Data extracted from a collection:
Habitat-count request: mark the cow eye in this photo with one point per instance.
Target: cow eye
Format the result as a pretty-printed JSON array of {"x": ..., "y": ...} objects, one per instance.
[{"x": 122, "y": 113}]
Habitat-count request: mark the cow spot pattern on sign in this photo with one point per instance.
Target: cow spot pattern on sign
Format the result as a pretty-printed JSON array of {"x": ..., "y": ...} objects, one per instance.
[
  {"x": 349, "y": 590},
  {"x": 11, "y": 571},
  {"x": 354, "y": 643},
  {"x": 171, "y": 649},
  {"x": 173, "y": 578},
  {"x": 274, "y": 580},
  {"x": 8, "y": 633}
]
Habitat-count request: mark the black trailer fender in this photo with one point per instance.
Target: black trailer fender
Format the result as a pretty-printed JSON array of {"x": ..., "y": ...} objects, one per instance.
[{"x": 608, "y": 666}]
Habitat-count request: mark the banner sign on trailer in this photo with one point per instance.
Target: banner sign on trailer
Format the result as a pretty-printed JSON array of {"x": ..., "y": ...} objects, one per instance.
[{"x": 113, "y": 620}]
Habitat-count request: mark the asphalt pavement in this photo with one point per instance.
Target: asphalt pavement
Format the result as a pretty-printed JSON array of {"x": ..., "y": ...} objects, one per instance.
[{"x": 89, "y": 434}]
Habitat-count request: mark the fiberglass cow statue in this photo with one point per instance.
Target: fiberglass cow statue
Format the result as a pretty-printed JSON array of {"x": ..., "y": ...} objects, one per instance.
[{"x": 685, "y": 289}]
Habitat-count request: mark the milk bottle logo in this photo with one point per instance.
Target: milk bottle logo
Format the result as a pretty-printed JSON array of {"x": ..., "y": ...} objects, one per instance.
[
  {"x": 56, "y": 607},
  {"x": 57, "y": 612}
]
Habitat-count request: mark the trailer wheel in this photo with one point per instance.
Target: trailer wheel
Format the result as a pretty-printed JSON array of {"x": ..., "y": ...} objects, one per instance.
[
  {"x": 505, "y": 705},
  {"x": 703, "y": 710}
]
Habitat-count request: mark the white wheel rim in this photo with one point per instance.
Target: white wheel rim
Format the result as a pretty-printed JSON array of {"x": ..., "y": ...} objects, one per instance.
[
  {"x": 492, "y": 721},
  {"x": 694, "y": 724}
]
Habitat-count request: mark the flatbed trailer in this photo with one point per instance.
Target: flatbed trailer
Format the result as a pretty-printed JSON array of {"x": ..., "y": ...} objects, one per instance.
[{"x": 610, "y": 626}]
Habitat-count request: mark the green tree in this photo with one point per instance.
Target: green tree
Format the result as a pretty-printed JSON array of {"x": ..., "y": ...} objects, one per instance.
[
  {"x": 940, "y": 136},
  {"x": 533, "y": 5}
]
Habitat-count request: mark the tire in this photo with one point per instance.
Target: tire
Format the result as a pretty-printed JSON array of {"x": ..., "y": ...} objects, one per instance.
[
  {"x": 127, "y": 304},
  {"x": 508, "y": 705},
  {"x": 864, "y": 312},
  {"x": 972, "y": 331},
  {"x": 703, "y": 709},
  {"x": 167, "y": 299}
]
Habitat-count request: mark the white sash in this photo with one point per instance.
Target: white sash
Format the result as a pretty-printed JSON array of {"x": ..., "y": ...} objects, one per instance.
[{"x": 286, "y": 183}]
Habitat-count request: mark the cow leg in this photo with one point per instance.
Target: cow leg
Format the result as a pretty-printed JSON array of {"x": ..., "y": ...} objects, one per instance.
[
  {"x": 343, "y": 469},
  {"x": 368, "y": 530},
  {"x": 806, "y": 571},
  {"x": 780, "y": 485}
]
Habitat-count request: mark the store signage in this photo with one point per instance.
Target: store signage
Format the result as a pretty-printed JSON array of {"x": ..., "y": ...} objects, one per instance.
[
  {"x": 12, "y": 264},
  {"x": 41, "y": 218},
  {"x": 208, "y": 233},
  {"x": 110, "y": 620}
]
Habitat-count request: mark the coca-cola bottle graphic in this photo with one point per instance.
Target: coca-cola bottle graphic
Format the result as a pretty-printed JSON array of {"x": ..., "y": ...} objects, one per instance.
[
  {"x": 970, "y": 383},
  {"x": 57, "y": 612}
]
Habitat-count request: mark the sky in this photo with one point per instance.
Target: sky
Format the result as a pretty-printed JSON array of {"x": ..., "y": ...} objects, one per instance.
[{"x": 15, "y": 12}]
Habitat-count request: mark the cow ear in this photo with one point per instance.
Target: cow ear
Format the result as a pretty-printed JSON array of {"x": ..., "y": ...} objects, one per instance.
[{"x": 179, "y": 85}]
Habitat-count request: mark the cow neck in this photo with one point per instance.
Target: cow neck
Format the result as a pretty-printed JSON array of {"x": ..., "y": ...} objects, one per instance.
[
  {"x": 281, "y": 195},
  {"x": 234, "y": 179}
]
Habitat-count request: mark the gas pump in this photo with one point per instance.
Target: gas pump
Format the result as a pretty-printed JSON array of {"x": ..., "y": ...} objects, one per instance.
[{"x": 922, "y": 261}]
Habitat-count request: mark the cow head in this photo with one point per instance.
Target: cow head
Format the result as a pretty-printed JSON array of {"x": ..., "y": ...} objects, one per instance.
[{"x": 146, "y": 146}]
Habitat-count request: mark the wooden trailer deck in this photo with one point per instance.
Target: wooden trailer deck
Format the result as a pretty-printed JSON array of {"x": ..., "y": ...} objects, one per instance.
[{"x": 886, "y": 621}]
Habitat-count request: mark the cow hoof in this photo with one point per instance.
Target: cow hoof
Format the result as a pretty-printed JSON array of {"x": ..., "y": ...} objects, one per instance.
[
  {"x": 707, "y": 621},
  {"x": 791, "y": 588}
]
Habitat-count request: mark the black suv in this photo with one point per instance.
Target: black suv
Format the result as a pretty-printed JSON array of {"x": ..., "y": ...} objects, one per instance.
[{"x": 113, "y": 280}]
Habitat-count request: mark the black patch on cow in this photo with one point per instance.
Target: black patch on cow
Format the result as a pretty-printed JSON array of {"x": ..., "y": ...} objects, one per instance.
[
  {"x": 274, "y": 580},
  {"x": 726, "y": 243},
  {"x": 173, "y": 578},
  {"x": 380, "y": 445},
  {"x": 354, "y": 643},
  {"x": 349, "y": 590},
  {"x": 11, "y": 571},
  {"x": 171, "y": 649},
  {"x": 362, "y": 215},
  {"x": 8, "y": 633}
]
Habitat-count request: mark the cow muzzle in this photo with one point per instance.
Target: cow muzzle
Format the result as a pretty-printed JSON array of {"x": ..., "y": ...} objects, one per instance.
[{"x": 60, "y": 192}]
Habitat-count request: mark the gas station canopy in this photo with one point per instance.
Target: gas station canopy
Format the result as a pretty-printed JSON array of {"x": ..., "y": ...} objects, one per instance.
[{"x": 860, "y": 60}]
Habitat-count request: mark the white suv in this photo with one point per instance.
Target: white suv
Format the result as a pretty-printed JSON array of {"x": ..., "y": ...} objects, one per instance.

Exercise instructions — Copy exactly the stretch of data above from the line with "Target: coca-cola bottle graphic" through the line with "Target: cow neck", and omit all other lines.

Result of this exercise —
Target: coca-cola bottle graphic
Format the result as a pretty-printed JSON array of {"x": ..., "y": ...} objects, one per instance.
[
  {"x": 970, "y": 383},
  {"x": 57, "y": 612}
]
Habitat-count request: mark the sky in this photo with one point per instance.
Target: sky
Format the result as a pretty-printed JSON array of {"x": ..., "y": ...} objects, one per instance.
[{"x": 15, "y": 12}]
Habitat-count request: mark the cow ear in this photo with one point per instance.
Target: cow ear
Format the result as a pretty-printed JSON array of {"x": ..., "y": ...} objects, one per instance.
[{"x": 179, "y": 85}]
Habitat-count request: mark the cow neck in this photo with one point per instance.
Target: cow neck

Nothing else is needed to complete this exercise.